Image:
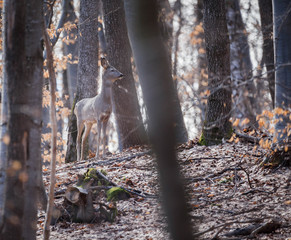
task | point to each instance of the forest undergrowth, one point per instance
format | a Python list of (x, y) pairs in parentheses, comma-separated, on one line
[(229, 194)]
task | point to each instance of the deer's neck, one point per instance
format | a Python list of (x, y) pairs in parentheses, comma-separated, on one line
[(106, 90)]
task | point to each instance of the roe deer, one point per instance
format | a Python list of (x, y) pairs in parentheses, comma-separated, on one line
[(96, 110)]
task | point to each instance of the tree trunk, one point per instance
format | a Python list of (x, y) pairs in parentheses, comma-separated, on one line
[(266, 10), (87, 67), (3, 143), (202, 71), (243, 87), (71, 48), (158, 89), (217, 125), (130, 126), (23, 67), (282, 39)]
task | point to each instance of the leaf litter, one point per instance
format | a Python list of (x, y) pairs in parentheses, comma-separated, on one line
[(228, 192)]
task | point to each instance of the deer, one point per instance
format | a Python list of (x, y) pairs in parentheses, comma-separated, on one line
[(96, 110)]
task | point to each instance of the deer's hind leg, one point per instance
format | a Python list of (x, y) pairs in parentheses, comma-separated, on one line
[(104, 136), (98, 137), (84, 138), (80, 127)]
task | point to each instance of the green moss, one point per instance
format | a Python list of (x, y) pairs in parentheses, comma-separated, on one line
[(117, 193), (103, 172), (91, 173), (202, 141)]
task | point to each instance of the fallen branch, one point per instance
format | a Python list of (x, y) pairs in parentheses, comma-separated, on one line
[(225, 225)]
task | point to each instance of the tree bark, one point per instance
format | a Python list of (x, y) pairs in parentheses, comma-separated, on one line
[(23, 67), (243, 87), (266, 11), (71, 48), (282, 39), (217, 125), (158, 90), (126, 108), (87, 67), (202, 71)]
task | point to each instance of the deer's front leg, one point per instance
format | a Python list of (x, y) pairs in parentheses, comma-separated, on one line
[(98, 136), (80, 127), (104, 137), (85, 135)]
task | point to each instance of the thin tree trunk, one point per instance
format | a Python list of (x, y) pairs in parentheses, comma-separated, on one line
[(70, 48), (23, 67), (3, 137), (217, 125), (87, 67), (202, 71), (53, 119), (157, 84), (282, 40), (130, 126), (266, 11), (241, 65)]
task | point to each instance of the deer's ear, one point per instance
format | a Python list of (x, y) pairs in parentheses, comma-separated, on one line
[(104, 63)]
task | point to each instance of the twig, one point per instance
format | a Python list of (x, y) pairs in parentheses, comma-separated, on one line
[(225, 225), (107, 162), (248, 138)]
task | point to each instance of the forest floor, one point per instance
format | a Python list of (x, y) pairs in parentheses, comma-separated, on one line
[(228, 190)]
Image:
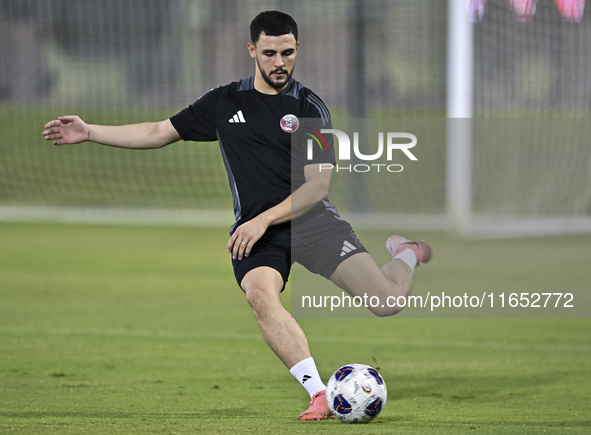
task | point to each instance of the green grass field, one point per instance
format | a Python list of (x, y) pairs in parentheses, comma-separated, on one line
[(143, 330)]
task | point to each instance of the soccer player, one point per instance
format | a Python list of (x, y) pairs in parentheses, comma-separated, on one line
[(253, 120)]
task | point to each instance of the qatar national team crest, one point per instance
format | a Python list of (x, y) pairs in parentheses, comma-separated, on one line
[(290, 123)]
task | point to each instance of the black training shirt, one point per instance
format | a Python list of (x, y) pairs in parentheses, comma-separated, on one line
◆ ◆ ◆ ◆ ◆ ◆ ◆
_TASK INSTRUCTIONS_
Going through the data above, please tally the lines that contain the string "green" and return only the total.

_SOLUTION_
2